INSTRUCTIONS FOR THE TASK:
Reproduce the data exactly; no word may be added or dropped.

MATERIAL PROVIDED:

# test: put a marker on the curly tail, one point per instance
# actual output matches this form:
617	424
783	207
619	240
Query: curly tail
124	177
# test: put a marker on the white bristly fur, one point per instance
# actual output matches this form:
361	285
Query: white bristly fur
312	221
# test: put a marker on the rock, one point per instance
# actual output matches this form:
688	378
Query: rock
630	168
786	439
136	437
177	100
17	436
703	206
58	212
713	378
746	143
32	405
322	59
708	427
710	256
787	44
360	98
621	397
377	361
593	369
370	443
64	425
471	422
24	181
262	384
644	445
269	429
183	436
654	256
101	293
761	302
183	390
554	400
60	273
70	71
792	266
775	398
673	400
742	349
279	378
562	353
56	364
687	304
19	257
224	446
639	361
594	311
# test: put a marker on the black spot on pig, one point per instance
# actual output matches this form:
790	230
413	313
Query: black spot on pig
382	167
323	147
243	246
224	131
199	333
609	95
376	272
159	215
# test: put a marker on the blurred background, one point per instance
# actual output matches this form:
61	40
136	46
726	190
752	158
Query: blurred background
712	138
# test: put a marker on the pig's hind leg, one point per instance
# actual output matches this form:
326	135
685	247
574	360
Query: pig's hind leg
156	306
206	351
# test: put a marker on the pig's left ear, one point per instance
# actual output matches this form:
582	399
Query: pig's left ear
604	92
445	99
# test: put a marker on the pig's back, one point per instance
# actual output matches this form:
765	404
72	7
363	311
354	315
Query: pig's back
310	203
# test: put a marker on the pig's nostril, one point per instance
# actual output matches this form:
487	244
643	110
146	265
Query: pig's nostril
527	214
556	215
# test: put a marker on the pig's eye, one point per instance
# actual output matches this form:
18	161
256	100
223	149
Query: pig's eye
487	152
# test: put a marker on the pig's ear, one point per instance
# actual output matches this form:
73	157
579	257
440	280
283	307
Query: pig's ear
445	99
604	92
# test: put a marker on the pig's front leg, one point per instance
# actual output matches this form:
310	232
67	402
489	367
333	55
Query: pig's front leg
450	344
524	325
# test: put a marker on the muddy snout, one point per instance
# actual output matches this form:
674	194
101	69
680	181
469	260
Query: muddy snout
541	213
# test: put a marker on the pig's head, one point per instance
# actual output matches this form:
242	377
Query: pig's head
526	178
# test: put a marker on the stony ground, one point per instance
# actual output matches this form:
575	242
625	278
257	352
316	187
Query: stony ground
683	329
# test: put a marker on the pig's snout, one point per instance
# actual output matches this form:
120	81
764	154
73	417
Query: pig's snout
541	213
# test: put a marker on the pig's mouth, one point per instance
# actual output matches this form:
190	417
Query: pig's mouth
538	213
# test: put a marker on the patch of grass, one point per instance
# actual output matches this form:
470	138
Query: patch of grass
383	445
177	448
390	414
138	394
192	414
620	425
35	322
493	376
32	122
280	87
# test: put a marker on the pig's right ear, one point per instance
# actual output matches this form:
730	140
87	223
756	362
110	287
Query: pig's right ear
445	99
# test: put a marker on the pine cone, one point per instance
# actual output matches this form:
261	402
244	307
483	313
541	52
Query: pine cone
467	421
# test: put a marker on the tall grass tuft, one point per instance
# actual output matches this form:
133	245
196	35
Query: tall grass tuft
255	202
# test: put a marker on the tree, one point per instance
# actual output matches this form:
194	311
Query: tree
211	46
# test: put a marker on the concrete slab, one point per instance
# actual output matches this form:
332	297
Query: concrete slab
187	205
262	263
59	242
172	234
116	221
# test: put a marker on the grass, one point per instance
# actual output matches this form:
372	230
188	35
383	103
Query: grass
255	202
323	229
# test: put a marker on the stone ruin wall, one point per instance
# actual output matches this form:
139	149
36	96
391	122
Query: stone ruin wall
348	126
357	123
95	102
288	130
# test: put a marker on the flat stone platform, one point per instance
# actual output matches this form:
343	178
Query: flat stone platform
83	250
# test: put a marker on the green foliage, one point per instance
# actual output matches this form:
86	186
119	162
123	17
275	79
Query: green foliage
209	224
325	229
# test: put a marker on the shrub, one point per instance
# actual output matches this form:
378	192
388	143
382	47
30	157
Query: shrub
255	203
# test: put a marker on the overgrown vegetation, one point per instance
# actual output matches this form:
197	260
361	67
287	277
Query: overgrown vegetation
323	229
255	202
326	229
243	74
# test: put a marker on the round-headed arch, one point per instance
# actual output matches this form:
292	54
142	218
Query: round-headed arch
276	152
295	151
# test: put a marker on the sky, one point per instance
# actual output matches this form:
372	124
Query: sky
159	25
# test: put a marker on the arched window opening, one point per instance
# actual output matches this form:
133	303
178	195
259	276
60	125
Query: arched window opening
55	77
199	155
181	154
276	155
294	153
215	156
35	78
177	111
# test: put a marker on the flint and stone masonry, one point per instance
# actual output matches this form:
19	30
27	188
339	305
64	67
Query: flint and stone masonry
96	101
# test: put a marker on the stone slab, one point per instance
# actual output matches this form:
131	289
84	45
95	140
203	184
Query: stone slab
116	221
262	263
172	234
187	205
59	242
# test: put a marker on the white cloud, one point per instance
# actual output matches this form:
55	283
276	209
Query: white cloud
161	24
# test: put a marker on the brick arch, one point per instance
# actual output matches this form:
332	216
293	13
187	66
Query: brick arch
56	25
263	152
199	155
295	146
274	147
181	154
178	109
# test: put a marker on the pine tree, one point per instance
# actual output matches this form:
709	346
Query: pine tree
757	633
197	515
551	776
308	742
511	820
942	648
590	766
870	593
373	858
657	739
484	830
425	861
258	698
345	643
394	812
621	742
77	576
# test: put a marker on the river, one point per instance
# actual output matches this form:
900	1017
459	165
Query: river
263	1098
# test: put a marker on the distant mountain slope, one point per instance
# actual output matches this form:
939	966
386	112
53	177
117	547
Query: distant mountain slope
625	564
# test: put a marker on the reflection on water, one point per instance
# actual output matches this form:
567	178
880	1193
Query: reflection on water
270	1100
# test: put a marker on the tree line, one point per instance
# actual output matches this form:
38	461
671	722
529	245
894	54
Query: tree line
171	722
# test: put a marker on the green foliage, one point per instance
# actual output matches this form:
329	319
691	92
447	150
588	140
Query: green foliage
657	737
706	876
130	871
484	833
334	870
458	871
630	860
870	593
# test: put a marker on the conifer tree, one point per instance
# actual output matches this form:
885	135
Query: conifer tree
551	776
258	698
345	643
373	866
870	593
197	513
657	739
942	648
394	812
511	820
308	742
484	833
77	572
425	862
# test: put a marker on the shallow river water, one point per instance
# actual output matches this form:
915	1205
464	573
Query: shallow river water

ANSWER TO THE PROBLEM:
# test: put a marker on the curly tail, one point per instance
# actual output matches this form:
617	424
783	207
619	240
Query: curly tail
124	177
# test: put a marker on the white bristly fur, one point per instance
# actual output matches this form:
361	285
Query: white bristly fur
312	221
# test: put a marker on the rock, one point per instance
# actual output matches this form:
688	378
Query: rock
630	168
786	439
136	437
177	100
17	436
703	206
58	212
713	378
746	143
32	405
322	59
708	427
710	256
787	44
360	98
621	397
377	361
593	369
370	443
64	425
471	422
24	181
262	384
644	445
269	429
183	436
654	256
101	293
761	302
183	390
554	400
60	273
70	71
792	266
775	398
673	400
742	349
279	378
562	353
56	364
687	304
19	257
224	446
639	361
594	311
# test: put a marker on the black spot on pig, one point per instance
# actual output matches this form:
790	230
413	313
Query: black spot on pig
382	167
323	147
243	246
224	131
199	333
609	95
376	272
159	215
# test: put a marker on the blurred background, one point per instance
# actual output matches this form:
61	40
136	46
726	190
752	158
Query: blurred background
712	138
# test: put a marker on the pig's hind leg, one point per instance
# actual output matches this form:
326	135
685	247
574	360
Query: pig's hind leg
156	306
206	351
# test: put a marker on the pig's left ear, one point per instance
# actual output matches this form:
582	399
Query: pig's left ear
604	92
445	99
# test: put a marker on the pig's back, one point per instance
# actual output matches this form:
765	404
72	7
363	311
354	315
Query: pig's back
310	203
# test: put a marker on the pig's nostril, one point per instance
# actual output matches this form:
487	244
643	110
146	265
Query: pig's nostril
527	214
556	215
# test: put a marker on the pig's eye, one point per instance
# actual output matches this form:
18	161
256	100
223	149
Query: pig's eye
487	152
# test: put a marker on the pig's ear, one point per instance
# actual output matches this form:
73	157
579	257
440	280
283	307
Query: pig's ear
445	99
604	92
# test: put a marker on the pig's front leg, one point per instance
# actual output matches this form:
310	232
67	402
489	367
333	55
Query: pig's front leg
450	344
524	325
# test: put a marker on the muddy snout, one point per instance
# actual output matches this form:
674	194
101	69
680	181
469	260
Query: muddy snout
541	213
# test: put a marker on the pig's head, one point per instance
# actual output matches this form:
242	377
Query: pig's head
526	178
# test: put a marker on the stony ground, one point per instance
# actual output matches this form:
575	242
625	278
257	352
316	187
Query: stony ground
683	329
# test: put a marker on the pig's snout, one point per instance
# actual output matches this form:
120	81
764	154
73	417
Query: pig's snout
541	213
# test: put a marker on the pig's mouth, one point per instance
# actual output matches this form:
190	417
Query: pig's mouth
538	213
# test: put a marker on the patch of grass, one point per instance
# actual output matches this form:
470	138
Query: patch of grass
383	445
177	448
390	414
138	394
192	414
620	425
35	322
493	376
32	122
280	87
# test: put a marker on the pig's right ear, one point per instance
# actual output matches this form:
730	140
87	223
756	362
110	287
Query: pig's right ear
445	99
# test: put a marker on the pine cone, one point per instance
# actual output matches this form:
261	402
244	307
483	313
541	52
Query: pine cone
467	421
# test: put a marker on the tall grass tuft, one point per instance
# actual output matches this form:
133	245
196	35
Query: tall grass tuft
255	202
# test: put a marker on the tree, one point per instance
# actual output matches this form:
194	311
Query: tree
211	46
# test: put a marker on the concrete slab, one point per instance
# actual output matches this form:
332	297
Query: concrete slab
187	205
262	263
59	242
172	234
116	221
# test: put a marker on the grass, one point per instance
# actual output matches this form:
372	230
188	35
383	103
Query: grass
255	202
323	229
# test: put a marker on the stone ruin wall, one point per instance
# actual output matches this form:
139	149
36	96
391	122
Query: stone ruin wall
348	126
357	123
95	102
288	130
# test: put a marker on the flat stone platform, one point per instance
# actual output matches this form:
343	178
Query: flat stone platform
83	250
# test: put a marker on the green foliage, one point per instance
# actual output matches this form:
86	186
119	162
123	17
275	79
Query: green foliage
209	224
325	229
# test: put a marker on the shrub, one point per instance
# actual output matches this form:
378	192
388	143
382	47
30	157
Query: shrub
255	203
# test: put a marker on the overgrown vegetation, one point per instance
# actual output matches this form:
197	260
361	67
287	277
Query: overgrown vegetation
323	229
255	202
326	229
243	74
# test: put a marker on the round-headed arch, one point per instance
# actual output matches this form:
292	54
142	218
Query: round-headed arch
276	152
295	151
# test: put a marker on the sky, one point per instance
# actual output matches this form:
372	124
Query: sky
159	25
# test: put a marker on the arched window opening, one point per instance
# actual output matches this form:
133	303
178	195
259	276
60	125
Query: arched window opening
55	77
199	155
181	154
276	155
294	153
215	156
35	78
177	111
# test: put a marker on the flint and stone masonry, one point per instance
# actual output matches this form:
19	30
27	188
339	305
64	67
Query: flint and stone masonry
96	101
# test: put a marker on the stone slab, one point per instance
# actual output matches this form:
131	289
84	45
95	140
203	184
Query: stone slab
116	221
262	263
172	234
187	205
59	242
# test: put a marker on the white cloud, one point per instance
# actual output matches this form:
55	283
276	209
Query: white cloud
161	24
# test: put a marker on the brick arch, one point per instance
# actual output matches this form:
332	216
293	13
187	66
Query: brick arch
56	25
263	152
199	155
295	146
274	147
181	154
178	109
# test: put a marker on the pine tree, one point per instance
# actual output matches this form:
709	346
Query: pine tree
757	633
197	515
551	776
308	742
511	820
942	648
590	766
870	593
373	858
657	739
484	830
425	861
258	698
345	643
394	812
621	742
77	576
# test: put a marker on the river, one point per instance
# actual output matches this form:
900	1017
459	165
Query: river
263	1098
# test: put a marker on the distant mountain slope, one point per instance
# actual output matches this form:
939	966
386	112
53	177
117	547
Query: distant mountain slope
625	564
# test: put a marker on the reflection on water, one point per instance
# actual output matches this form:
567	178
880	1193
Query: reflection on water
270	1100
# test: put a marker on the tree line, one point per instance
# actual output matches this form:
38	461
671	722
529	245
894	54
Query: tree line
171	722
# test: put a marker on the green foliage, one point per instance
# actual output matches this form:
329	319
691	92
447	150
588	140
Query: green foliage
657	737
706	876
130	871
484	833
334	870
458	871
630	860
870	593
# test: put a marker on the conifer tree, one point per instance
# actual output matches this form:
885	135
Query: conifer tree
551	776
258	698
345	643
373	866
870	593
197	513
657	739
942	648
394	812
511	820
308	742
484	833
77	572
425	862
# test: put a marker on the shallow river water, one point per instance
# actual output matches this form:
915	1205
464	573
Query: shallow river water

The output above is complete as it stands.